start PROVIDED INFORMATION
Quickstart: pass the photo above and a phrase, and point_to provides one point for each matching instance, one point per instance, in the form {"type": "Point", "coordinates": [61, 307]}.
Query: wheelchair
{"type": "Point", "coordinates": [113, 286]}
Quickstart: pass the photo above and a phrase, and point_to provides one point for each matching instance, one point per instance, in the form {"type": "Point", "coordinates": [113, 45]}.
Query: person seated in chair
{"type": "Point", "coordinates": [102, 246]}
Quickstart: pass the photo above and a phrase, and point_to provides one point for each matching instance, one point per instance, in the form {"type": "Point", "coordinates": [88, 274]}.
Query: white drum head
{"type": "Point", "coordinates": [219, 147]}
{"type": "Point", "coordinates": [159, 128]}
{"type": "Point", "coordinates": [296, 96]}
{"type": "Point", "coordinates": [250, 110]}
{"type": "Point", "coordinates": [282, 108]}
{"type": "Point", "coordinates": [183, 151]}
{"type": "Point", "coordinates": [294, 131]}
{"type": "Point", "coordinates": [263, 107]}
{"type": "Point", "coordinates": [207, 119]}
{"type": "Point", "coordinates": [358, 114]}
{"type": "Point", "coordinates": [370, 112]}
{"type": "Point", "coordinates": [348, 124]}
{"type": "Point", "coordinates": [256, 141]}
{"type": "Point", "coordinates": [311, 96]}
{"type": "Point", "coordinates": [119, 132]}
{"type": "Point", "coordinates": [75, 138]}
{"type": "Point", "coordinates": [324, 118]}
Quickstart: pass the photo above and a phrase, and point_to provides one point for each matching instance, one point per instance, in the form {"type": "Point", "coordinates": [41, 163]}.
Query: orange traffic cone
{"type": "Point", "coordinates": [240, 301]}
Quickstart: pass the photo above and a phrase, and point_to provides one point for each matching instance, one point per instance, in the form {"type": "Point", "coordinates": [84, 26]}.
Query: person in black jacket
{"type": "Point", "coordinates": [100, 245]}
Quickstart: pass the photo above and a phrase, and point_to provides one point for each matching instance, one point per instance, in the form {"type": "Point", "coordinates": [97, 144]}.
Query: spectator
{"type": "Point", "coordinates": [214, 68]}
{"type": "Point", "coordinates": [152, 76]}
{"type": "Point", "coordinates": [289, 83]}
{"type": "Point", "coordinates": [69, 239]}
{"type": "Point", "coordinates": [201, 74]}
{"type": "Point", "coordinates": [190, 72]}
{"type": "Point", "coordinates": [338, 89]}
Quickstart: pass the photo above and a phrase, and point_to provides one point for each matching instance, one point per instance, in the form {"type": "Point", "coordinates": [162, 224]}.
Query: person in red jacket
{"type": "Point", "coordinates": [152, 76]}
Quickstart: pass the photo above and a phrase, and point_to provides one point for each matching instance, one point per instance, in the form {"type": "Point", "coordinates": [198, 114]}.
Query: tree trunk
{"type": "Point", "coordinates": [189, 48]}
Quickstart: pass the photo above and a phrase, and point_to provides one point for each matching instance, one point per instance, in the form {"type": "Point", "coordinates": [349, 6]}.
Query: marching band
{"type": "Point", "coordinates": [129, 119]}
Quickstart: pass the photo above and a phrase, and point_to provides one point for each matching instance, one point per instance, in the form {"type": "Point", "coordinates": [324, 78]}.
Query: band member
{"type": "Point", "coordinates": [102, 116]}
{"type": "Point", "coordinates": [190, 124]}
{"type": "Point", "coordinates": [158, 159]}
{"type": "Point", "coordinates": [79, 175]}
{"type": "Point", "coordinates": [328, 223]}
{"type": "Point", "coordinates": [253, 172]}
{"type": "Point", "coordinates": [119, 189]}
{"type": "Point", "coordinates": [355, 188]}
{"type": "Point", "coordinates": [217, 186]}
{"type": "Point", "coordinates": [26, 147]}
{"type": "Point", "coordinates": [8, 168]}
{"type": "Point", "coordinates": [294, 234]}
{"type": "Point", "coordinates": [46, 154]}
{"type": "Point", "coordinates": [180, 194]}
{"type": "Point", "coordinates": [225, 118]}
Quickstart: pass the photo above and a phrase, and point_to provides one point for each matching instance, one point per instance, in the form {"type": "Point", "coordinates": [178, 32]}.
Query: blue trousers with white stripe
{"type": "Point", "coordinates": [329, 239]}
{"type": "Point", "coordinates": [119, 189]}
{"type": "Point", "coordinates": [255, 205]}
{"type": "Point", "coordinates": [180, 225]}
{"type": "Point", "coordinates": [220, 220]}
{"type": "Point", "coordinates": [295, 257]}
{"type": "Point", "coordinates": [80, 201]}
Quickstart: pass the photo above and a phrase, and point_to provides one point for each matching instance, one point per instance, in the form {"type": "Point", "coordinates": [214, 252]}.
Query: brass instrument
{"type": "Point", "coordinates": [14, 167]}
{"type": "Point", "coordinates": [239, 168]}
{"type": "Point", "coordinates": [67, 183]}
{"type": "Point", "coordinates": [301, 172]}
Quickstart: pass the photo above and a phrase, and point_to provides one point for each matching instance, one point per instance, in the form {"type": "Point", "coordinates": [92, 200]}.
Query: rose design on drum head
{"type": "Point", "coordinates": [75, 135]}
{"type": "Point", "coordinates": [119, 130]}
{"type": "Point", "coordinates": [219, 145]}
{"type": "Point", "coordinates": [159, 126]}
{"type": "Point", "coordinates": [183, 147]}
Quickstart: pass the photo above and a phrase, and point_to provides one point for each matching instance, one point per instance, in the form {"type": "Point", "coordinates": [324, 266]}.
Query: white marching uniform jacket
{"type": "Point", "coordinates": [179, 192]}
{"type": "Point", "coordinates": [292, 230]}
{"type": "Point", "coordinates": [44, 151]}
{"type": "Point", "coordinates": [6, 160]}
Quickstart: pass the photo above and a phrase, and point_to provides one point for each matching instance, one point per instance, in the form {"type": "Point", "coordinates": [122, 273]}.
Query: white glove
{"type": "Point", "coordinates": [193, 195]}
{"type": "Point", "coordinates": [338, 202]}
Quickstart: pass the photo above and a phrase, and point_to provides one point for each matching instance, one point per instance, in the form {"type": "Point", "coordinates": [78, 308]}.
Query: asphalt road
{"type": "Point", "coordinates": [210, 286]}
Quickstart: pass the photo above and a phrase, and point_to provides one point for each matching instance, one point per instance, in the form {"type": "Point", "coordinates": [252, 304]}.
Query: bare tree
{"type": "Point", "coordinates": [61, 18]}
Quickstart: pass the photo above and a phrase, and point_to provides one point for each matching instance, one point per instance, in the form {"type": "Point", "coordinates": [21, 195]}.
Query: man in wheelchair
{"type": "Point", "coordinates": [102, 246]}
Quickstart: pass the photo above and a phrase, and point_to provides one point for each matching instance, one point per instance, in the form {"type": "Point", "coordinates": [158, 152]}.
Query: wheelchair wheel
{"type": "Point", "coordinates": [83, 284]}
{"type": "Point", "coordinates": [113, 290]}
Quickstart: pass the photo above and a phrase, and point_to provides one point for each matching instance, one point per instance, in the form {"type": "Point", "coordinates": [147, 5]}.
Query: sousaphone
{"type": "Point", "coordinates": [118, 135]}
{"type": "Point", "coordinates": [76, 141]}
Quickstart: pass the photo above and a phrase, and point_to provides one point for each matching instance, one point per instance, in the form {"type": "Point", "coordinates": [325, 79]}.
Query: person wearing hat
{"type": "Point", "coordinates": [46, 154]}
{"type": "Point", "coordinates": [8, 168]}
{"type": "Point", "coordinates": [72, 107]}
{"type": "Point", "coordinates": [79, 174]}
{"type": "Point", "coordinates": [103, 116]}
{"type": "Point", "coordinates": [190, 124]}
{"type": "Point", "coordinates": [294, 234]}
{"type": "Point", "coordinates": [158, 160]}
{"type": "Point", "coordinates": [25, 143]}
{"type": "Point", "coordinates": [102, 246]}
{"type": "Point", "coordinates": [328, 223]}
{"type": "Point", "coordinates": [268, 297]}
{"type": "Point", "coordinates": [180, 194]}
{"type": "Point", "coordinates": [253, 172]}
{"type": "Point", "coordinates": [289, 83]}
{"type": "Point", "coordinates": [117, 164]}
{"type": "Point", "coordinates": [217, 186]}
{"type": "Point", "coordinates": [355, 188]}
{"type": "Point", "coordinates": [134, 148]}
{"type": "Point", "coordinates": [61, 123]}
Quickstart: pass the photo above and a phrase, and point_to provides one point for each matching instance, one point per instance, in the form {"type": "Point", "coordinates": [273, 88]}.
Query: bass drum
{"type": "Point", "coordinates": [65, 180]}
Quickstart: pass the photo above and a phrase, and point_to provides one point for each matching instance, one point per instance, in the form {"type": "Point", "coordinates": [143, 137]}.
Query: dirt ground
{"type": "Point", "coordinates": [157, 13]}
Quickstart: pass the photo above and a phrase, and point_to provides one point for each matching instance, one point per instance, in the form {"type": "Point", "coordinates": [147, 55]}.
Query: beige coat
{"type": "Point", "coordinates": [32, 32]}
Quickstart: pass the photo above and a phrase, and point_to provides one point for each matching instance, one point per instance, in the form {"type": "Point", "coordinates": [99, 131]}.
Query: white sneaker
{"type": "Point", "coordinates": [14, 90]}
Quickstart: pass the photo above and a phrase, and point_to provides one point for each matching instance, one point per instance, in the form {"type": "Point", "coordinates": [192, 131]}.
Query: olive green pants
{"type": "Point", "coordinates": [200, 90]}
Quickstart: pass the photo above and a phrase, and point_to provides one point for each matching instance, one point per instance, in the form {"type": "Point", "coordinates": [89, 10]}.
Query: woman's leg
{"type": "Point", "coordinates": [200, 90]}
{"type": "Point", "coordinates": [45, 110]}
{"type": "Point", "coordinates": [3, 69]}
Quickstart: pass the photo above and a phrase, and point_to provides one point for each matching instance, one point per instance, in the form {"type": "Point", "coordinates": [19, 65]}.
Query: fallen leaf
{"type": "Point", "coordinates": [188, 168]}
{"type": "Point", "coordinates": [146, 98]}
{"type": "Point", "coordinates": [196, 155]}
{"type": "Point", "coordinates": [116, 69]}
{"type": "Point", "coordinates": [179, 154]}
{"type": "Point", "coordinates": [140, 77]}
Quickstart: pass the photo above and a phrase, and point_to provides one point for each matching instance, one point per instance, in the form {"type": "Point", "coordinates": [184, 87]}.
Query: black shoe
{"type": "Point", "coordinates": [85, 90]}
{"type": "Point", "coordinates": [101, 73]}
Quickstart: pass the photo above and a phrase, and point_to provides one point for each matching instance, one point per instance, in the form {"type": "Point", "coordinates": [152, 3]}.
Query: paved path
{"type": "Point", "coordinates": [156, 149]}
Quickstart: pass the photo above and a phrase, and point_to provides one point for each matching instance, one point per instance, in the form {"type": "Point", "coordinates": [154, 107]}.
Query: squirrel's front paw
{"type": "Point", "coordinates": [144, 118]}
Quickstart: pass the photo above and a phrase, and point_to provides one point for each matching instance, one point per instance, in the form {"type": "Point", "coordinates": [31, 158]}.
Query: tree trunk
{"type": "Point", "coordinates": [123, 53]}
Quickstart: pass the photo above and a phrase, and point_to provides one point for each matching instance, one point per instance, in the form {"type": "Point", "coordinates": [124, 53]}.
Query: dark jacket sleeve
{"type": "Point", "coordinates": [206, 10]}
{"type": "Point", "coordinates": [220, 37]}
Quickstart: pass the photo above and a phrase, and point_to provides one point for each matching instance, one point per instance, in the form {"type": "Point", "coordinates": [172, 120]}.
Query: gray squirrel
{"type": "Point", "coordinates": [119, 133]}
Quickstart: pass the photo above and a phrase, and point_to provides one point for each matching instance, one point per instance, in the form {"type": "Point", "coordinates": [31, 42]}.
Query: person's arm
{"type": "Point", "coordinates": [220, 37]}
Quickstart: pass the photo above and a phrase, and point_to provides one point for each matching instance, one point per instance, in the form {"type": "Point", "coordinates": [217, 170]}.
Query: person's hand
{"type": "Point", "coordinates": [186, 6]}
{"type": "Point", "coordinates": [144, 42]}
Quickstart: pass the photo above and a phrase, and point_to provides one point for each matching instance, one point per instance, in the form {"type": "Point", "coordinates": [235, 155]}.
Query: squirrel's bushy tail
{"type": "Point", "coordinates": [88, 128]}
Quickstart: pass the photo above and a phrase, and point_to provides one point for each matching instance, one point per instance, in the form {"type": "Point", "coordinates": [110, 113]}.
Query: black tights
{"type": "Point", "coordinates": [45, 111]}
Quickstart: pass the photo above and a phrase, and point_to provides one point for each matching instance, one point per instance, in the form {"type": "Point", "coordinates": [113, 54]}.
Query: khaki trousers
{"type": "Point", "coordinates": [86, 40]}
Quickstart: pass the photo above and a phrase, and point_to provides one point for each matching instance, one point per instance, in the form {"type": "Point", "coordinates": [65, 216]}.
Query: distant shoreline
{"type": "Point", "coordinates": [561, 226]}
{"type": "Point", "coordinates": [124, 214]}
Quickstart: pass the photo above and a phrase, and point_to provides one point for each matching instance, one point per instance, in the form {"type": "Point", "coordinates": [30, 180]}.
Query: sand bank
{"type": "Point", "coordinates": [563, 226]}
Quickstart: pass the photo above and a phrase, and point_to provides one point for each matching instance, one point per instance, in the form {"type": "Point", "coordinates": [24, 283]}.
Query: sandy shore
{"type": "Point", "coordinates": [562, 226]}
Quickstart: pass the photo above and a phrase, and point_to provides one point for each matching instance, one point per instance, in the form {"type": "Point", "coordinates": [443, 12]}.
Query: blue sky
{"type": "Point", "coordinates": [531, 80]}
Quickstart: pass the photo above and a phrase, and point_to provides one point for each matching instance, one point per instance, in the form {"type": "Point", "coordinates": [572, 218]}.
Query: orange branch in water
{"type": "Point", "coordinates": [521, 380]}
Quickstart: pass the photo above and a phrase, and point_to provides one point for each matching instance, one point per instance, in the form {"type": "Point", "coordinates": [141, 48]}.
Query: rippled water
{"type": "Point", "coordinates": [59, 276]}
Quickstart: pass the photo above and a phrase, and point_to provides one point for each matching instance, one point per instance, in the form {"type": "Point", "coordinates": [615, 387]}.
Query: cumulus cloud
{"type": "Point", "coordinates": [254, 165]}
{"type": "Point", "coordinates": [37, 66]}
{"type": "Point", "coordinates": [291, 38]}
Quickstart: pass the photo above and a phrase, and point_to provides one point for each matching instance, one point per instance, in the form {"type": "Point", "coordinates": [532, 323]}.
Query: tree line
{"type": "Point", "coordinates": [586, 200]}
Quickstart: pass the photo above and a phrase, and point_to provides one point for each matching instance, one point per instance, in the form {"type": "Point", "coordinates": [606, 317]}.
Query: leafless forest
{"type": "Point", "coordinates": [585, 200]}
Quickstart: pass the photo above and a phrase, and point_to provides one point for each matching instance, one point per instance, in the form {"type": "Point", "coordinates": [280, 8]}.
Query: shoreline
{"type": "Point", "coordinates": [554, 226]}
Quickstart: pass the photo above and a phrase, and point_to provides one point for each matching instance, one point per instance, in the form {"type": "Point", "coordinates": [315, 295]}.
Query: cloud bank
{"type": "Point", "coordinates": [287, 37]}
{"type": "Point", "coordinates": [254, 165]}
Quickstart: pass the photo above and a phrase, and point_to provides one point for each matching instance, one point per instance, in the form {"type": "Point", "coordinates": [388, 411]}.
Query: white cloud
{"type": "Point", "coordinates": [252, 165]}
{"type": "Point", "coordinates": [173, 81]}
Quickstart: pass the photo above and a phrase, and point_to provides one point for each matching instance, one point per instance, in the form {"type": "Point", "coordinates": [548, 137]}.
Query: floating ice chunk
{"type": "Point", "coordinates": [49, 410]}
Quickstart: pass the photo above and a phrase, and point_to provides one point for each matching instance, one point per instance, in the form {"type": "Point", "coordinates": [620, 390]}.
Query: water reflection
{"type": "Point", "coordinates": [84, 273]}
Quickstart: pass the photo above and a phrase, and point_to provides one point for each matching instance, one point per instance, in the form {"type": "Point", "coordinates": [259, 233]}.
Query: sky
end PROVIDED INFORMATION
WRITTEN TASK
Report every line of the items that contains the word "water", copying each line in full. Case counts.

FINAL RESULT
Query: orange branch in water
Query: rippled water
Query: water reflection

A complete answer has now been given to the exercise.